**DOCUMENT TEXT:**
** Begin **
Why did it fail ? Because test doubles are “strict” by default. Any method called on the double that hasn’t been “allowed” or “expected” will throw an error. So what should be done instead ? There are a couple of ways – allow or expect.

Allowing Messages

We can allow the reception of messages (method calls) on a test double to avoid failure.

dbl = double('post')

# Allowing Messages
allow(dbl).to receive(:some_method)
dbl.some_method # returns nil

# Allow Messages in bulk (with return values specified)
allow(dbl).to receive_messages(:foo => 10, :bar => 20)
dbl.foo # 10
dbl.bar # 20

# A short hand for the entire above code can be this
dbl = double('post', :foo => 10, :bar => 20)
dbl.foo # 10
dbl.bar # 20

Expecting Messages

Let’s also look into Expected messages which is a little different from allowing:

dbl = double('post')
** End **
**Data records:**
** Begin **
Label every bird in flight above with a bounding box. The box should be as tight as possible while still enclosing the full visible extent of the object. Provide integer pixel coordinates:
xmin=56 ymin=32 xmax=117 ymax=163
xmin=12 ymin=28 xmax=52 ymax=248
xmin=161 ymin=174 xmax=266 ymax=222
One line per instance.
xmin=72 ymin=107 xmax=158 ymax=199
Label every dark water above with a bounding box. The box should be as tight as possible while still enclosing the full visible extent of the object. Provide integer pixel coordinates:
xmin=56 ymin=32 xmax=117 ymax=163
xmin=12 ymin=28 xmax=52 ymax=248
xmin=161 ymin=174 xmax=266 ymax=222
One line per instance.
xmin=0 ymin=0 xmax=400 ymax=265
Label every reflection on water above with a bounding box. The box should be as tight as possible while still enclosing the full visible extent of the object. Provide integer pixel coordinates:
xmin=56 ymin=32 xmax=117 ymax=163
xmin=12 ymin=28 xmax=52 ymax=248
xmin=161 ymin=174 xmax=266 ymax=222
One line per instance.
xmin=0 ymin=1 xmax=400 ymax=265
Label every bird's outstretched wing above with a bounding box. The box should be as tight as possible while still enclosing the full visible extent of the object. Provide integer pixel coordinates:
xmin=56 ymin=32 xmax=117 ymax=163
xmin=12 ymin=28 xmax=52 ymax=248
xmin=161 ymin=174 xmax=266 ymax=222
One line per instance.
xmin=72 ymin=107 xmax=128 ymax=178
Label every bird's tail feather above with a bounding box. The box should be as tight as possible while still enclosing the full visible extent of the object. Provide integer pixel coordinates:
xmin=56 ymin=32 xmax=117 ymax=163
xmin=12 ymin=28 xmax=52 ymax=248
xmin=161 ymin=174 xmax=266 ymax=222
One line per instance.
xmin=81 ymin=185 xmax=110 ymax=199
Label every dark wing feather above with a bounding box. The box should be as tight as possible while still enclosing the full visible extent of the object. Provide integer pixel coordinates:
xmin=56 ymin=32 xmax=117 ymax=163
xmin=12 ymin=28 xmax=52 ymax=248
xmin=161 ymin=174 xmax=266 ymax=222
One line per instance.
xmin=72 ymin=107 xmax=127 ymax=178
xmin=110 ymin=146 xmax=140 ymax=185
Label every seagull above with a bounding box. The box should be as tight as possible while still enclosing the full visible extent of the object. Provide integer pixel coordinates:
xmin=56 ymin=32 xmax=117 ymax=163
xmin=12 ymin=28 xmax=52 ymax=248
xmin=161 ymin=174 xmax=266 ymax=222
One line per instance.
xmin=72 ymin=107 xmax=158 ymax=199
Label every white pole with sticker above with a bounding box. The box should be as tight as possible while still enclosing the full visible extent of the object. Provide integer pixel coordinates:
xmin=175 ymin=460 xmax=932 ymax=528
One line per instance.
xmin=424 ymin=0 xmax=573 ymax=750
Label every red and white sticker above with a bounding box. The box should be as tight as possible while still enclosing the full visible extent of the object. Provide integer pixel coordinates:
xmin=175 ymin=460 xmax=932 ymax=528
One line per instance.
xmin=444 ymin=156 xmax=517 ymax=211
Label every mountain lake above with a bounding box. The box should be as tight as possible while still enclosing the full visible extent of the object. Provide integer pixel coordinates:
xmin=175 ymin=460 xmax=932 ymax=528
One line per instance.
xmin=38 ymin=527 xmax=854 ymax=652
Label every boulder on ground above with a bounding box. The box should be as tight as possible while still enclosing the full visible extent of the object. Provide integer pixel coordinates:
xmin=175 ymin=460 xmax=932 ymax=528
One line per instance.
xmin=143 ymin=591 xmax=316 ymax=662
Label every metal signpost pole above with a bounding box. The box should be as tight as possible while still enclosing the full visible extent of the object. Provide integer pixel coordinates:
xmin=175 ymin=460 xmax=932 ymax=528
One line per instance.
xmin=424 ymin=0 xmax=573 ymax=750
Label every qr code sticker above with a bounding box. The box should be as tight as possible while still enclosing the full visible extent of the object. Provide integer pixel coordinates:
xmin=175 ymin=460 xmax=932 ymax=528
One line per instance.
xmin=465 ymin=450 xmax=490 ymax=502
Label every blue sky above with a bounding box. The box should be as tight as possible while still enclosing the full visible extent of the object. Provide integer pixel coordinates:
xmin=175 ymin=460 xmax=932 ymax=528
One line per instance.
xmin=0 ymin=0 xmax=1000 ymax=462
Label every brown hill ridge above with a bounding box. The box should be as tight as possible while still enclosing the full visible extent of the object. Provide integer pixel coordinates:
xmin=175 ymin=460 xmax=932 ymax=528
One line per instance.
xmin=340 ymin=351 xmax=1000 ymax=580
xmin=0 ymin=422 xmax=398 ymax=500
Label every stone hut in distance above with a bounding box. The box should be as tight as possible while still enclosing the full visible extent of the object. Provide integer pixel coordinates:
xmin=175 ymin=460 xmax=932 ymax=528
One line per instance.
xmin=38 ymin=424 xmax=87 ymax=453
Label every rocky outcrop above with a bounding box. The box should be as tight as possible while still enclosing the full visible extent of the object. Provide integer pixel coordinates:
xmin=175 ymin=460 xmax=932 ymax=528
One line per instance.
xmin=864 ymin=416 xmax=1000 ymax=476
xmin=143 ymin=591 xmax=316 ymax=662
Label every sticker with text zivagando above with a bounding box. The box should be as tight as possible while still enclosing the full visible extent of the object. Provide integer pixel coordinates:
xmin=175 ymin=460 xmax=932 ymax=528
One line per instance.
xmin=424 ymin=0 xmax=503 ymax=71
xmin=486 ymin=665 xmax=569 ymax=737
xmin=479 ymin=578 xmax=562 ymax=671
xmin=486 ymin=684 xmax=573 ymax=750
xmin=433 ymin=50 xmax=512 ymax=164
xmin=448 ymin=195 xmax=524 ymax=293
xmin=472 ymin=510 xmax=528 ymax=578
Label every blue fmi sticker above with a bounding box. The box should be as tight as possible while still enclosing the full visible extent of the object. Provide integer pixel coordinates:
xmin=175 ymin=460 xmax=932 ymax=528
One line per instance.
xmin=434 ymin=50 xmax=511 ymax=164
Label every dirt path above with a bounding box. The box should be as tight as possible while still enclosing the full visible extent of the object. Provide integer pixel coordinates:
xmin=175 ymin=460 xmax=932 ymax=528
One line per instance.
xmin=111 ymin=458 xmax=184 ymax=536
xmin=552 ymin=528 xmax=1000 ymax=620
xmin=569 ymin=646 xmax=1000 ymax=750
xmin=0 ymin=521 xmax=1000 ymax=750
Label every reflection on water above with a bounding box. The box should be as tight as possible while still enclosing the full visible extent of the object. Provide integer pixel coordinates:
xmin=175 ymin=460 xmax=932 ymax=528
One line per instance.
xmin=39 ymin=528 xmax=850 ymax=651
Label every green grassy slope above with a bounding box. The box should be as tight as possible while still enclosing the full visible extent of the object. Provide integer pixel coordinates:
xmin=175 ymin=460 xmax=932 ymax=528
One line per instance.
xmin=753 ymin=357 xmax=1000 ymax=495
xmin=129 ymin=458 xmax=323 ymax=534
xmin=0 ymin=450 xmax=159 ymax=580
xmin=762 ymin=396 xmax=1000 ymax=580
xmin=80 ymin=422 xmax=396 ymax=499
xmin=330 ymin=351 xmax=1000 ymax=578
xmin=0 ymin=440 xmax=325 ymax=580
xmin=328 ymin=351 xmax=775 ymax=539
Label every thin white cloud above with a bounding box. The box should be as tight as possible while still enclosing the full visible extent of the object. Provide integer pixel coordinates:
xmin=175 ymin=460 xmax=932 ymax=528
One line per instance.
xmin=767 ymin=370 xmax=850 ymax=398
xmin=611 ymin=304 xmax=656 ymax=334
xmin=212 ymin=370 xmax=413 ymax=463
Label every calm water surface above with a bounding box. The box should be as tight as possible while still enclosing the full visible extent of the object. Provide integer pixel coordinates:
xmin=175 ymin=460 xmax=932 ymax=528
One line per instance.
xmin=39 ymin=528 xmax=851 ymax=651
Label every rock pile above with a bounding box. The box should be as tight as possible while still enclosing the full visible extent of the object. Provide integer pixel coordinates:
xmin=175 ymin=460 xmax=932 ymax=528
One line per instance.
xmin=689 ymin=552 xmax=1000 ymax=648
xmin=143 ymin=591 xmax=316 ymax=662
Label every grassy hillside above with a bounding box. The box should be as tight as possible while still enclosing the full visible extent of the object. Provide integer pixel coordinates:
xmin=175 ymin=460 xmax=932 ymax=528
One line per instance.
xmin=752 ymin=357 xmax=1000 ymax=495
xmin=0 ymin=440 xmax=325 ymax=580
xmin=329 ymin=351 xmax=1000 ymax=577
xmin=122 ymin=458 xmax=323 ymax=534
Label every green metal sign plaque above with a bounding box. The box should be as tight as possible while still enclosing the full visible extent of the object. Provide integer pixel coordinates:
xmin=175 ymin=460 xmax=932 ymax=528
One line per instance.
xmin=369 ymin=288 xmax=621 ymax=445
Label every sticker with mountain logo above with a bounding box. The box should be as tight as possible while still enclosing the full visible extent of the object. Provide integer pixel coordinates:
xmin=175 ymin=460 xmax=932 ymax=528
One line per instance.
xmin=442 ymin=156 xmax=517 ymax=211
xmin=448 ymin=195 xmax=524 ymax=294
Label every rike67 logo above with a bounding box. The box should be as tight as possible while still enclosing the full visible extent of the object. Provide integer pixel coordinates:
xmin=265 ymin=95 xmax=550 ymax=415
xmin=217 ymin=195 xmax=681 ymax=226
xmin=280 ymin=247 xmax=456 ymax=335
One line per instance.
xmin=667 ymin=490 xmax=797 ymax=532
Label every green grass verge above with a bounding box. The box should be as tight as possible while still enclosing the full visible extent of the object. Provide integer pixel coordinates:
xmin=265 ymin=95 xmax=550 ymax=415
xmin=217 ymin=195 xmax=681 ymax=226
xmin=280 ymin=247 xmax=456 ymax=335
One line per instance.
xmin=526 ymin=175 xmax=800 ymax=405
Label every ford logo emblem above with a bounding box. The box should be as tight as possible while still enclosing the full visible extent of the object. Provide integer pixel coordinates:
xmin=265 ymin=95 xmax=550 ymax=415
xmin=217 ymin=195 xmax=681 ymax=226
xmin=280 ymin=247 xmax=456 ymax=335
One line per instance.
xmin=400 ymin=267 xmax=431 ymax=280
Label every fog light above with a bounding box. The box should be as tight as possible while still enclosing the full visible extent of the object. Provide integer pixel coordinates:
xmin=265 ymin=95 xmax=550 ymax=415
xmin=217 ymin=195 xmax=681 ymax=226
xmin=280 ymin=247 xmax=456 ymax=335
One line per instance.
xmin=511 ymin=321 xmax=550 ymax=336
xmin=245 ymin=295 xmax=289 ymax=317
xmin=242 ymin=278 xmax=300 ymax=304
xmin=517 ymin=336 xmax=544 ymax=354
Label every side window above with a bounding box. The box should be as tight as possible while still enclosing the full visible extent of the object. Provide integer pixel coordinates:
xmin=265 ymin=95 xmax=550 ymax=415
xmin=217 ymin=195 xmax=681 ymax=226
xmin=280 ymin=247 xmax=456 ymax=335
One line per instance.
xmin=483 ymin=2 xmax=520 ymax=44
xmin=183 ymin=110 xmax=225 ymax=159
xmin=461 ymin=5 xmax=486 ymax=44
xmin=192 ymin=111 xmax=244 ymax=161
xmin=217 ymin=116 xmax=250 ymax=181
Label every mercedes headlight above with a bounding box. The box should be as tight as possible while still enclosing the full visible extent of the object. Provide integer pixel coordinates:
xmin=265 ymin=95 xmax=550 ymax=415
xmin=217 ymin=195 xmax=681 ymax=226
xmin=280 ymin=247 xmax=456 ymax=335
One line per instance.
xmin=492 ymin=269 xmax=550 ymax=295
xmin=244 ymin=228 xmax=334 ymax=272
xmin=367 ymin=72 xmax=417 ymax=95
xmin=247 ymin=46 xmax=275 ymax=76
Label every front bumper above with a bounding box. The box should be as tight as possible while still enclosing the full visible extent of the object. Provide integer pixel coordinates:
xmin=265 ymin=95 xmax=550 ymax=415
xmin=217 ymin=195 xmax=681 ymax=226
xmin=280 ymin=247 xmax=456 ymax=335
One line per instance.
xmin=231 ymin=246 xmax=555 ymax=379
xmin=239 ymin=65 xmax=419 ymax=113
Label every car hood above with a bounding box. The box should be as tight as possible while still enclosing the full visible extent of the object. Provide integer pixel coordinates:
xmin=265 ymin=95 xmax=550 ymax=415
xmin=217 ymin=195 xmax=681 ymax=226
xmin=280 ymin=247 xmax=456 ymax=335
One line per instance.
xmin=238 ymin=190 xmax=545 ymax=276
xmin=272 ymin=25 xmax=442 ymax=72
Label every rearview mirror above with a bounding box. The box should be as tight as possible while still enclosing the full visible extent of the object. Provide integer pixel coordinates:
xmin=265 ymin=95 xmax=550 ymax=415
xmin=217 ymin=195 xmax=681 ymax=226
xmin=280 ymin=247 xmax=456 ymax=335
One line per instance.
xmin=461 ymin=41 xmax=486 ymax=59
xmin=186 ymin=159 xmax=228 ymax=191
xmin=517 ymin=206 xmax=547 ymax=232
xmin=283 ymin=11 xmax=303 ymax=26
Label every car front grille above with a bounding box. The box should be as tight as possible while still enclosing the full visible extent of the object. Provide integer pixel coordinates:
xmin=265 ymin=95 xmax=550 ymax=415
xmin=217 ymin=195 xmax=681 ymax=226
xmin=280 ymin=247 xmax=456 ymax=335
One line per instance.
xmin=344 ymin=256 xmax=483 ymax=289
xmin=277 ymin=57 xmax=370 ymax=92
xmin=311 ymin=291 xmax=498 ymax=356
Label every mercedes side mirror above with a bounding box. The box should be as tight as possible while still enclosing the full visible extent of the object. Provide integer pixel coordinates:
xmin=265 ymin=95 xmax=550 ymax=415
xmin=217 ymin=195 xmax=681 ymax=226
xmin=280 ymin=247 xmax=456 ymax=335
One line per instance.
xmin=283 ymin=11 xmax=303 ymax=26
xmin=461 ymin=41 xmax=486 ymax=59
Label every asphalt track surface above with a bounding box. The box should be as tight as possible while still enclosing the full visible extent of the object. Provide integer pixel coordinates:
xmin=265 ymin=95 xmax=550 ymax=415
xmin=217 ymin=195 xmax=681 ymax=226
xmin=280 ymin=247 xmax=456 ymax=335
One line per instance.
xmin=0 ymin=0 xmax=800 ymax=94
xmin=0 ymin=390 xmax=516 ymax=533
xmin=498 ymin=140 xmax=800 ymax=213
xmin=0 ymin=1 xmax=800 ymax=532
** End **
**GIVEN REQUEST 1:** Please reproduce the stretch of the passage on test doubles from "Why did it fail" through "allow(dbl).to receive(:some_method)".
**GIVEN REQUEST 2:** Resume the passage on test doubles from the point where it stops.

**RESPONSE 1:**
Why did it fail ? Because test doubles are “strict” by default. Any method called on the double that hasn’t been “allowed” or “expected” will throw an error. So what should be done instead ? There are a couple of ways – allow or expect.

Allowing Messages

We can allow the reception of messages (method calls) on a test double to avoid failure.

dbl = double('post')

# Allowing Messages
allow(dbl).to receive(:some_method)

**RESPONSE 2:**
# Expect the passing of some_method to dbl
expect(dbl).to receive(:some_method) { 10 }

dbl.some_method # HAS to be called else will fail with error

# Similarly we also have expect(dbl).not_to
expect(dbl).not_to receive(:some_method)

dbl.some_method # will trigger error since it wasn't supposed to be called

This way of expecting message is basically the concept of “mocking” where you set a message expectation.

Note: When you’ve two it blocks, the allow() or expect() mocks/stubs in one will not affect the one in another. Mocking/Stubbing on a test double is specific to the it block in which they’re defined or basically they’re cleaned after each example/spec.

Partial Test Doubles

Oh this is really simple. You have a real object in the system and want to fake a method on it. The object could be a class itself (faking class methods) or an instance of a class (faking instance methods). Let’s see a really simple example that should clarify everything.

# Foo is a real class with a couple of methods
foo = Foo.new

# There's an instance method called Foo#some_method that returns 10
expect(foo).to receive(:some_method).and_return('something')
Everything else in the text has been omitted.